Document section:
○ ○ ○ ○ ○ ○ ○

We need to get the pictures out because we need to get the facts out more effectively - and that means with IMAGES. Some folks arent fully informed (or appropriately SHAMED) because of what they don't hear or see. And unfortunately, some folks are just imagination deficient, i.e., they need to SEE the PICTURE to GET the PICTURE. (Exempting dyed-in-the-wool sadists who enjoy seeing people victimized and "September 12th" types who justify having the morality knocked out of them by the events on the preceding day)
Despite the possible downsides of revealing the photos, often used to argue in favor of secrecy, (e.g., will hurt the troops; will hurt the hunt for Muslim hearts and minds; will hurt our war/peace/whatever efforts, will hurt our security... ), I believe it is medicine that we must swallow if we are to get to a better place, nationally and internationally, morally and legally, but also, in terms of our national security. To many Muslim hearts and minds, our guiding light of democracy is blocked by a revolting hypocrisy, ie, all that ugliness we think we are disappearing under the Oval Office rug (Of symbolic interest - Obama has not yet changed the GWB rug.)
Admittedly, showing them isnt pretty and isnt to be taken lightly, but neither is the reality of a nation that so cavalierly went to war, killed and maimed hundreds of thousands of Muslims, for no sane reason on God's/Whatever's green earth and then tortured and killed its captives. This with a huge majority of support for that illegal war of aggression, initially and long into it. A blinkered population is easily hoodwinked. We are so good, therefore, so are our wars.

○ ○ ○ ○ ○ ○ ○

Record set:
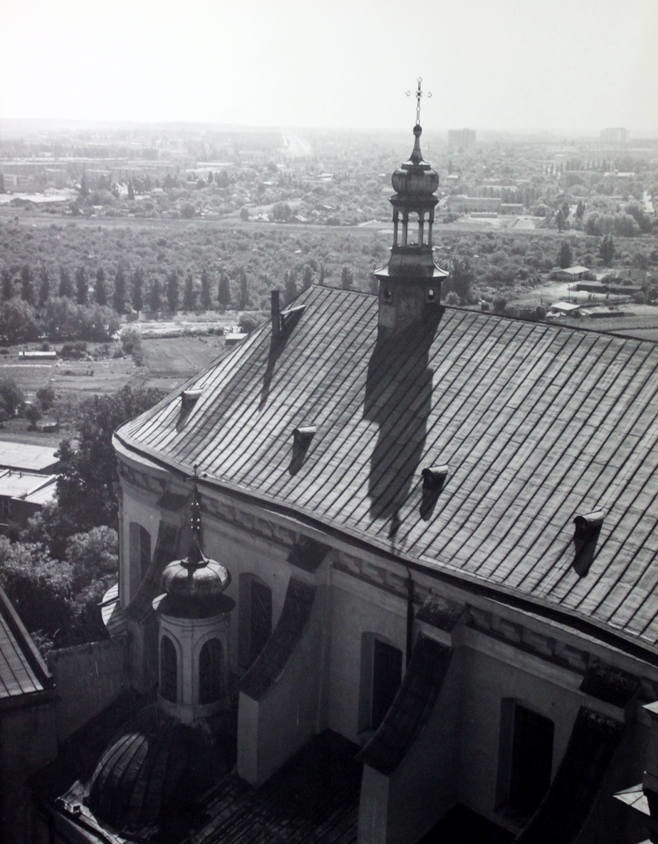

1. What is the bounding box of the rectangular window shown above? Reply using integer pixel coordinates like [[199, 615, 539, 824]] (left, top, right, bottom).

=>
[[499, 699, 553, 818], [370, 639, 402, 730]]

○ ○ ○ ○ ○ ○ ○

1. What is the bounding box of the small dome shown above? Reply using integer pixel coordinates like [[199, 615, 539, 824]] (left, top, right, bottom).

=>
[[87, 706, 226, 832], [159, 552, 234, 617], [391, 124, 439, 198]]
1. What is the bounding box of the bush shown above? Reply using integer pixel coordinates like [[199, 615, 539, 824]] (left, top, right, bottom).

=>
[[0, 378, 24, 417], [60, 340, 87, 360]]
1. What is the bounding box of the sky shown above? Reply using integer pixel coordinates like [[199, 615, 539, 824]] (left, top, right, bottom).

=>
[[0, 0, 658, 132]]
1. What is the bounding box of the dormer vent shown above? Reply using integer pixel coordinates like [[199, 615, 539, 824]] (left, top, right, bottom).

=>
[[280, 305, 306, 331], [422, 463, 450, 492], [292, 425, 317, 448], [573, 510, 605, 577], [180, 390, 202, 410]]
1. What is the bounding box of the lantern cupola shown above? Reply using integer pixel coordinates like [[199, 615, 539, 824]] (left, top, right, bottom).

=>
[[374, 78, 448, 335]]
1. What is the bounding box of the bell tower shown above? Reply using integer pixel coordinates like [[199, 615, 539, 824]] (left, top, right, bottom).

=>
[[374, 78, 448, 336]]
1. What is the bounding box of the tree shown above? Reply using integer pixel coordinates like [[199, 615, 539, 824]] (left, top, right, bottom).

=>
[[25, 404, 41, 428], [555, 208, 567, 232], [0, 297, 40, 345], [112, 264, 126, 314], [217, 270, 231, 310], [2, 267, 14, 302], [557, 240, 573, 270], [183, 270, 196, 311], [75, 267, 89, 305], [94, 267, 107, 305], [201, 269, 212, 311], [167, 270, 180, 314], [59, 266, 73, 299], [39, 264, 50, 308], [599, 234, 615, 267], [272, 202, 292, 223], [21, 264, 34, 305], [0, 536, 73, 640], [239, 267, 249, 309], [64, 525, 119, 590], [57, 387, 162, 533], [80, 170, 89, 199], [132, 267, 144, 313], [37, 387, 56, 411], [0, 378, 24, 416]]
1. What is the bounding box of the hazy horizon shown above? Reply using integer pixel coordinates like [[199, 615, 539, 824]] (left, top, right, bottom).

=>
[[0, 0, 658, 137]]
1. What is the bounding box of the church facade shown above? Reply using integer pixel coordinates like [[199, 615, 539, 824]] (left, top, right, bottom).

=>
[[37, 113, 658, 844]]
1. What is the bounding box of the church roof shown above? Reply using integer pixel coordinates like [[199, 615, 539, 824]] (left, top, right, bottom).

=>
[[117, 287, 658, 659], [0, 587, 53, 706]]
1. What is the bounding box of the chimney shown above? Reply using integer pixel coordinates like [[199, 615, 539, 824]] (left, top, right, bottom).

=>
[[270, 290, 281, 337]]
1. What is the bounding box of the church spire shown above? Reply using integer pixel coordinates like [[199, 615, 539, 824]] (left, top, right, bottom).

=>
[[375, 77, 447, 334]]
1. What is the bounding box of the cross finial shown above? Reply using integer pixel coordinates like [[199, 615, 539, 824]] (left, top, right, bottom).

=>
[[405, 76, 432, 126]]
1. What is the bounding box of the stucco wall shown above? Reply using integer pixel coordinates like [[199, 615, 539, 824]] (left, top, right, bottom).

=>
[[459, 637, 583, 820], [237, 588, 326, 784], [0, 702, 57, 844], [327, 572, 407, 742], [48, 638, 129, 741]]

○ ○ ○ ○ ○ ○ ○

Exercise directions: Reproduce the passage on releasing the photos starting at "Admittedly, showing them" and ending at "are our wars.", and substitute "blindfolded" for "blinkered".

Result of the exercise:
Admittedly, showing them isnt pretty and isnt to be taken lightly, but neither is the reality of a nation that so cavalierly went to war, killed and maimed hundreds of thousands of Muslims, for no sane reason on God's/Whatever's green earth and then tortured and killed its captives. This with a huge majority of support for that illegal war of aggression, initially and long into it. A blindfolded population is easily hoodwinked. We are so good, therefore, so are our wars.